+++ SUPPLIED DATA

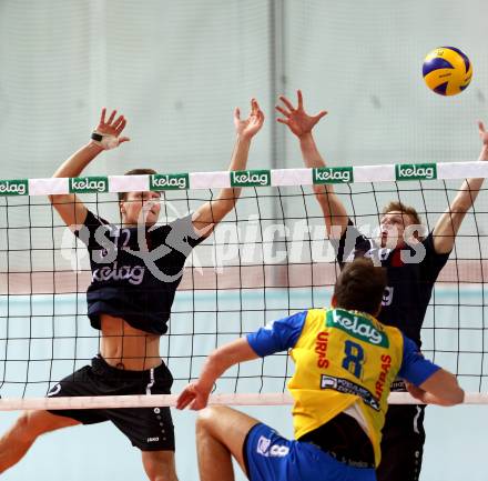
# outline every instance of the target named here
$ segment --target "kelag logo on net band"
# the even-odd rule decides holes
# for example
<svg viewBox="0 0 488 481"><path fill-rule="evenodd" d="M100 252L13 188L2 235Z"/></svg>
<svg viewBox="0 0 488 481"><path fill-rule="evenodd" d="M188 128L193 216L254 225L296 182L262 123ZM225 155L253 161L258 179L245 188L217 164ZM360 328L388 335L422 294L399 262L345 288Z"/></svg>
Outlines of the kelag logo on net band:
<svg viewBox="0 0 488 481"><path fill-rule="evenodd" d="M435 163L399 163L395 166L396 180L433 180L437 179Z"/></svg>
<svg viewBox="0 0 488 481"><path fill-rule="evenodd" d="M0 196L28 196L29 181L20 180L0 180Z"/></svg>
<svg viewBox="0 0 488 481"><path fill-rule="evenodd" d="M71 193L100 193L109 192L109 179L106 177L77 177L70 179Z"/></svg>
<svg viewBox="0 0 488 481"><path fill-rule="evenodd" d="M314 169L314 183L348 183L354 182L352 167L321 167Z"/></svg>
<svg viewBox="0 0 488 481"><path fill-rule="evenodd" d="M190 189L187 173L155 173L151 176L151 190L184 190Z"/></svg>
<svg viewBox="0 0 488 481"><path fill-rule="evenodd" d="M349 335L354 335L360 341L368 342L369 344L380 345L382 348L388 348L388 337L375 328L373 322L363 315L353 314L342 309L334 309L327 311L325 318L325 325L327 328L337 328Z"/></svg>
<svg viewBox="0 0 488 481"><path fill-rule="evenodd" d="M236 170L231 172L232 187L263 187L271 184L268 170Z"/></svg>

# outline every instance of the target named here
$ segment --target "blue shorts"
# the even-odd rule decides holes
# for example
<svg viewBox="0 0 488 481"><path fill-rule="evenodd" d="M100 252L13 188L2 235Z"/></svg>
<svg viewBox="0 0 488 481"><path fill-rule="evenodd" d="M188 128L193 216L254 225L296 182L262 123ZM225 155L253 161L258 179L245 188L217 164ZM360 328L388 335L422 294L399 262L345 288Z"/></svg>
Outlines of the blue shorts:
<svg viewBox="0 0 488 481"><path fill-rule="evenodd" d="M261 423L247 433L244 462L251 481L376 481L374 469L338 462L319 448L289 441Z"/></svg>

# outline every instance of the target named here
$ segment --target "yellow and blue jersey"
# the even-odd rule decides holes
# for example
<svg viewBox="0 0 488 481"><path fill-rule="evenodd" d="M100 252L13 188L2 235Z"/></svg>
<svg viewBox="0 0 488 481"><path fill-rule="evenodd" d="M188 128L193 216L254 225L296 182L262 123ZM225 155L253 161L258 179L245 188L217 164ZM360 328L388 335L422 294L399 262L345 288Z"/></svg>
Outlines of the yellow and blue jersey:
<svg viewBox="0 0 488 481"><path fill-rule="evenodd" d="M419 385L439 369L397 328L344 309L309 309L248 334L247 341L261 357L291 350L295 439L354 411L376 465L392 381L398 375Z"/></svg>

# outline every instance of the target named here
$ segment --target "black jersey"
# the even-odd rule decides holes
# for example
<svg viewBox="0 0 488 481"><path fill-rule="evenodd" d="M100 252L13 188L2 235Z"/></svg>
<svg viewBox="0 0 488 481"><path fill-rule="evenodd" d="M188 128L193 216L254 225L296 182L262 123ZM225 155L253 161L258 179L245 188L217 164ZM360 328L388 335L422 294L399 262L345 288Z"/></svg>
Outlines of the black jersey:
<svg viewBox="0 0 488 481"><path fill-rule="evenodd" d="M100 329L100 314L105 313L142 331L164 334L186 257L203 240L192 217L139 229L111 224L89 211L84 227L74 233L90 254L87 301L92 327Z"/></svg>
<svg viewBox="0 0 488 481"><path fill-rule="evenodd" d="M378 248L349 220L337 248L340 268L353 257L369 257L386 268L388 287L385 289L378 320L397 327L417 345L421 344L420 330L434 283L449 258L449 253L436 252L431 232L421 241L421 245Z"/></svg>

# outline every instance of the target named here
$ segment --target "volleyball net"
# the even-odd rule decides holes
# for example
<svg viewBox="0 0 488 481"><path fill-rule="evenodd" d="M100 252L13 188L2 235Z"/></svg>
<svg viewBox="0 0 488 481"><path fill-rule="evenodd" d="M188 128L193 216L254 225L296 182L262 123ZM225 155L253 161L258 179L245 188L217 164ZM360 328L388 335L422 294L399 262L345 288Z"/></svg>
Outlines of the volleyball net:
<svg viewBox="0 0 488 481"><path fill-rule="evenodd" d="M79 179L0 180L0 410L161 405L161 397L45 398L62 378L90 362L100 332L87 318L89 254L47 196L74 192L120 222L116 192L161 191L162 224L194 211L225 187L244 187L236 208L190 254L162 337L173 392L199 377L216 347L266 323L327 307L338 274L314 183L335 183L350 218L368 237L382 209L401 201L428 230L461 181L488 177L488 164L428 163L355 168L251 170ZM488 200L480 192L434 288L423 352L456 373L466 402L488 391ZM286 353L236 365L216 384L215 403L289 403ZM390 402L411 402L394 393ZM165 403L173 404L174 397Z"/></svg>

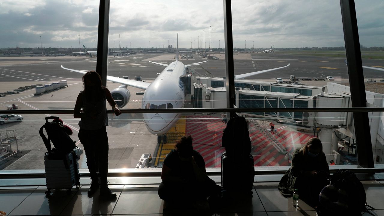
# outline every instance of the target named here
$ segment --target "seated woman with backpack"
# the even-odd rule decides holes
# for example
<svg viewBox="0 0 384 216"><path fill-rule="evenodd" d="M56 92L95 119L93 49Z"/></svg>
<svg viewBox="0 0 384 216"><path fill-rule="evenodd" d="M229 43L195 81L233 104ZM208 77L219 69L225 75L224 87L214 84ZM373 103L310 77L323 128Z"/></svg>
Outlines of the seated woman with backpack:
<svg viewBox="0 0 384 216"><path fill-rule="evenodd" d="M205 172L203 157L192 147L192 137L183 137L166 157L159 186L160 198L167 201L190 203L205 200L220 192L221 187Z"/></svg>
<svg viewBox="0 0 384 216"><path fill-rule="evenodd" d="M329 184L329 175L321 142L313 137L302 148L293 152L291 168L280 180L279 190L287 197L297 189L300 200L315 207L318 205L320 191Z"/></svg>

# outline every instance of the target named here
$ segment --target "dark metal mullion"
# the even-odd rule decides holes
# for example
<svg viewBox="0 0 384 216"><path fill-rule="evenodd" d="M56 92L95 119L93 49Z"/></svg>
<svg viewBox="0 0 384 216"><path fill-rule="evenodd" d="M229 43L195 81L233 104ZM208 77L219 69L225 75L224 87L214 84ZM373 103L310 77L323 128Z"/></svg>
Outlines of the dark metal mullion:
<svg viewBox="0 0 384 216"><path fill-rule="evenodd" d="M231 0L223 0L223 3L224 7L224 44L225 47L227 108L233 108L235 104L235 69L233 66L233 42L232 33Z"/></svg>
<svg viewBox="0 0 384 216"><path fill-rule="evenodd" d="M109 0L100 0L96 71L101 77L103 85L104 86L107 86L109 22Z"/></svg>
<svg viewBox="0 0 384 216"><path fill-rule="evenodd" d="M365 107L367 98L354 2L340 0L340 3L352 107ZM364 168L373 168L374 165L368 113L354 112L353 122L358 163Z"/></svg>

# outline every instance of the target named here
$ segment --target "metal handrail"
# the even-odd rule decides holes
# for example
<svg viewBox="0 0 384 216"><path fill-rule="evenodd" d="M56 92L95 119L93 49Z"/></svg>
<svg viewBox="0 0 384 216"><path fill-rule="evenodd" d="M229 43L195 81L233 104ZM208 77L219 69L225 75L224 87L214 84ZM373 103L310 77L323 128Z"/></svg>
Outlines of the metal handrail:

++++++

WHAT TO WORK ON ::
Give the stretch from the start of the rows through the line that contains "170L231 172L232 187L263" as a Markdown table with the columns "No." and "Line", numbering each line and skipping blank lines. Leave the pictures out.

EXPECTED ANSWER ::
| No. | Line |
|---|---|
| 1 | # outline every instance of the target named here |
| 2 | $ segment --target "kelag logo on net band" |
| 3 | # the even-odd rule decides holes |
| 4 | # for example |
| 5 | <svg viewBox="0 0 488 481"><path fill-rule="evenodd" d="M100 252L13 188L2 235Z"/></svg> |
| 6 | <svg viewBox="0 0 488 481"><path fill-rule="evenodd" d="M188 128L193 216L254 225L296 182L262 123ZM225 155L253 161L258 179L245 188L217 164ZM360 328L388 335L422 294L399 262L345 288Z"/></svg> |
| 7 | Outlines of the kelag logo on net band: |
| 8 | <svg viewBox="0 0 488 481"><path fill-rule="evenodd" d="M435 163L399 163L395 166L396 180L433 180L437 179Z"/></svg> |
| 9 | <svg viewBox="0 0 488 481"><path fill-rule="evenodd" d="M0 196L28 196L29 181L20 180L0 180Z"/></svg> |
| 10 | <svg viewBox="0 0 488 481"><path fill-rule="evenodd" d="M71 193L100 193L109 192L109 179L106 177L77 177L70 179Z"/></svg> |
| 11 | <svg viewBox="0 0 488 481"><path fill-rule="evenodd" d="M314 169L314 183L348 183L354 182L352 167L321 167Z"/></svg> |
| 12 | <svg viewBox="0 0 488 481"><path fill-rule="evenodd" d="M190 189L187 173L155 173L151 176L151 190L184 190Z"/></svg> |
| 13 | <svg viewBox="0 0 488 481"><path fill-rule="evenodd" d="M349 335L354 335L360 341L368 342L369 344L380 345L382 348L388 348L388 337L375 328L373 322L363 315L353 314L342 309L334 309L327 311L325 318L325 325L327 328L337 328Z"/></svg> |
| 14 | <svg viewBox="0 0 488 481"><path fill-rule="evenodd" d="M236 170L231 172L232 187L263 187L271 184L268 170Z"/></svg> |